# Spiny Leaf Insect Eggs



## jaliceeee (Jun 4, 2009)

About 2 years ago I bought a female Spiny Leaf Insect from the pet store. In the time I had her she laid about 30 eggs, since I bought her when she was about 10 months, she died about 3 months after I got her from old age. I was told the eggs can take up to 1 to 2 years to hatch and to keep them in a small box on some sand. I kept them in a small dark container on some river gravel for about a year. I didn't spray them with water often, maybe once a month when I remembered them. I kept forgetting about them and after about a year and a half none had hatched. They were kept at a good temperature but after about two years they still havent hatched. I found the remains of one shell so I think one may have hatched, but i dont know what happened to it if it did, or maybe it died and was too small for me to find, which sounds horrible . I've now put them on some damp cotton wool in the container, but I'm not sure they'll ever hatch now, after leaving them for so long. Do you think they still have a chance? Is there any way of making sure? I also heard soaking them in warm water for a while will speed it up, should I try anyway?


----------



## gecko-mad (Jun 4, 2009)

i made a post on this to so lets get some answers!


----------



## Sdaji (Jun 4, 2009)

**Stored data**

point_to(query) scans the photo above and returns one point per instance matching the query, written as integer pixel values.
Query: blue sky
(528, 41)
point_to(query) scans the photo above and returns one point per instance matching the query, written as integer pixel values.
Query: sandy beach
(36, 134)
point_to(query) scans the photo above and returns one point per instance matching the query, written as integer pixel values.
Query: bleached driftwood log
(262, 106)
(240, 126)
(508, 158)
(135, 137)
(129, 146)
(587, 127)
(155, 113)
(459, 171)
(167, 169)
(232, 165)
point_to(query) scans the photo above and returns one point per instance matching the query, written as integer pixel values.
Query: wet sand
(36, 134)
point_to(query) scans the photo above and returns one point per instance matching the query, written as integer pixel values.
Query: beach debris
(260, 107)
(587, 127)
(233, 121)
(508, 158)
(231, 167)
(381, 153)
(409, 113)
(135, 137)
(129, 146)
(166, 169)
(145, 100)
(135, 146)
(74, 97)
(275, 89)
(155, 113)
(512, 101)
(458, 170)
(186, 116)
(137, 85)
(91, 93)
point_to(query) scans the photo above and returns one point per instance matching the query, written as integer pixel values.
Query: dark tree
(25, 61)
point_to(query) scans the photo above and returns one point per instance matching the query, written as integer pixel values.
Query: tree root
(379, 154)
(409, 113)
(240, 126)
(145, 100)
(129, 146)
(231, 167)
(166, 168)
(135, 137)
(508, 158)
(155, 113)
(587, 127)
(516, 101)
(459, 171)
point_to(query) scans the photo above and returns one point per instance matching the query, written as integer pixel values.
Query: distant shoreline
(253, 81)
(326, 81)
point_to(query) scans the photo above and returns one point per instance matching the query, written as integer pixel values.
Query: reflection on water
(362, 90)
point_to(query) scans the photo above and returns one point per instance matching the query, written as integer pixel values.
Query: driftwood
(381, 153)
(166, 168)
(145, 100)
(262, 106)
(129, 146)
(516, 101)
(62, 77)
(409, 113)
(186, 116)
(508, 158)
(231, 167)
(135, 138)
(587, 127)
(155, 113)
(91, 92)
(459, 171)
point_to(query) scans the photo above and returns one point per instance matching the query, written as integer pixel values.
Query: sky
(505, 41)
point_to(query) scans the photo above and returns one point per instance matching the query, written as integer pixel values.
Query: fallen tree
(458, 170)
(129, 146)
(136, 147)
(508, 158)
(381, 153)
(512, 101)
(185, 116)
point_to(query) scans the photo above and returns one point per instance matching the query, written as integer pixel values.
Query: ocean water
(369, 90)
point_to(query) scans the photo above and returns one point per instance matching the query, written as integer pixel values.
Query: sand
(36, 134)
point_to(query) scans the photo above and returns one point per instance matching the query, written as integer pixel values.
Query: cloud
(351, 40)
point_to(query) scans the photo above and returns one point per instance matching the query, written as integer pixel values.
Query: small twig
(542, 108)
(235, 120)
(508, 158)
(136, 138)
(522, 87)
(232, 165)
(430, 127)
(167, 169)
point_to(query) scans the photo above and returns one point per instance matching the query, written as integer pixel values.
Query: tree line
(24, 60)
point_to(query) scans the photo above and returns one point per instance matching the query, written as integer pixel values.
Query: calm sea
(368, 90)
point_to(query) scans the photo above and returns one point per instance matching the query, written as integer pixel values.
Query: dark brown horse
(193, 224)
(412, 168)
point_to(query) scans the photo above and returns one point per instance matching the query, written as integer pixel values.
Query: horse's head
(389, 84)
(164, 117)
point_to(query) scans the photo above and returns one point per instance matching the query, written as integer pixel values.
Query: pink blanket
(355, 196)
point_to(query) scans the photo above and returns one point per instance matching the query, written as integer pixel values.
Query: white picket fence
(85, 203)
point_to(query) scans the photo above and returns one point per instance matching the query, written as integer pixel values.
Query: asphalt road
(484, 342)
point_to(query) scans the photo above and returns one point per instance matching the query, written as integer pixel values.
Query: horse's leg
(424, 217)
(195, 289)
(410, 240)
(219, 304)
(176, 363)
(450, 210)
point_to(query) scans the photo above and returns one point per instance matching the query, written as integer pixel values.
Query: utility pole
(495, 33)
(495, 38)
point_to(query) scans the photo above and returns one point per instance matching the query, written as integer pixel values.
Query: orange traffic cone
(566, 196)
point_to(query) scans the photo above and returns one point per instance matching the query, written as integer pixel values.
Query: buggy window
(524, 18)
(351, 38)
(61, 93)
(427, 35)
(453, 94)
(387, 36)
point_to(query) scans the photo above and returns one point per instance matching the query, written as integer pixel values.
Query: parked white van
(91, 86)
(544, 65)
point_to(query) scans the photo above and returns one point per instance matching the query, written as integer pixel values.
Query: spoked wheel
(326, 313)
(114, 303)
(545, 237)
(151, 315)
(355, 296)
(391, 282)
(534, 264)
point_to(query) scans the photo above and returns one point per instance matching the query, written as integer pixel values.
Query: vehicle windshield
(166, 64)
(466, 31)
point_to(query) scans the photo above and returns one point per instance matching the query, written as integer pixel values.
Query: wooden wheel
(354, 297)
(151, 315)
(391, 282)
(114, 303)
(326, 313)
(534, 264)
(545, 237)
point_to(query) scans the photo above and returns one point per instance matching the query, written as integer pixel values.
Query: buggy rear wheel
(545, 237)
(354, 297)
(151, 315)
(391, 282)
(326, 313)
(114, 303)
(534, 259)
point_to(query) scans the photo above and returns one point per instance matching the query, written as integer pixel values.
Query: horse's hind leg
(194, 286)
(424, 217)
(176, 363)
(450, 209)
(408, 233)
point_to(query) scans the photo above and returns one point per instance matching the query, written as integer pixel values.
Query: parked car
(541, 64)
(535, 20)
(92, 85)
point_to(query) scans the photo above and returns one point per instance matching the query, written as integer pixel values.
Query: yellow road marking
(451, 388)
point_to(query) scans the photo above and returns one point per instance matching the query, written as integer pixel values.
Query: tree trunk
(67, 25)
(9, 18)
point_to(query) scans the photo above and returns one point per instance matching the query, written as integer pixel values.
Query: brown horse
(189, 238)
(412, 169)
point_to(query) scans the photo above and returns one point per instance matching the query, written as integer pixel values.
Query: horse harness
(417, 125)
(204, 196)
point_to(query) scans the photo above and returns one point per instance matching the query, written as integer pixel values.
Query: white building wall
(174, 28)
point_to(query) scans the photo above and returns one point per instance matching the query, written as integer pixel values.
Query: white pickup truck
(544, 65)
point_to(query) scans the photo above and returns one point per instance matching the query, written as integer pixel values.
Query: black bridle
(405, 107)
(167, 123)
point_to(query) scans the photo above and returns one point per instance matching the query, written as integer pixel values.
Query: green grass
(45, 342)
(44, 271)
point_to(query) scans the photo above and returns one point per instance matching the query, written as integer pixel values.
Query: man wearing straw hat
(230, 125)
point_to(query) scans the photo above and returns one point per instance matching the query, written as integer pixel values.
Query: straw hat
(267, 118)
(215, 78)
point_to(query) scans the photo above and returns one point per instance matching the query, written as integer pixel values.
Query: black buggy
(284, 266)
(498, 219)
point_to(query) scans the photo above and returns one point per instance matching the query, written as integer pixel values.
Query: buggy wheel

**Short task 1**
In the thread about spiny leaf insect eggs, roughly how many eggs did the female insect lay?
**Short task 2**
Extend the forum thread on spiny leaf insect eggs from the point at which it ends.

**Written answer 1**
About 30 eggs.

**Written answer 2**
After two years, if they were going to hatch it's most likely most of them would have. When they hatch the 'lid' bit comes off (you'll need to look closely). I'm told that if they're still viable they'll sink, and if they're not they will float, but I haven't tried. When I've had a batch I'm not sure about after a year or two or three I open some up. You'll either find they've dried up before developing, they've developed into insects but died without hatching, developed into insects and are waiting to hatch, or are still undeveloped but viable. Highly likely you'll get two or more types. Strange you only have 30 though, if she only had that many in three months she would have been unhealthy and probably wouldn't have been producing viable eggs. More likely is that you missed most of them. Mine usually lay about 4-10 per day. If something is wrong they can produce less, and in those cases they're usually smaller and sometimes poorly shaped.

Don't let them get too wet.

Good luck


----------



## jaliceeee (Jun 4, 2009)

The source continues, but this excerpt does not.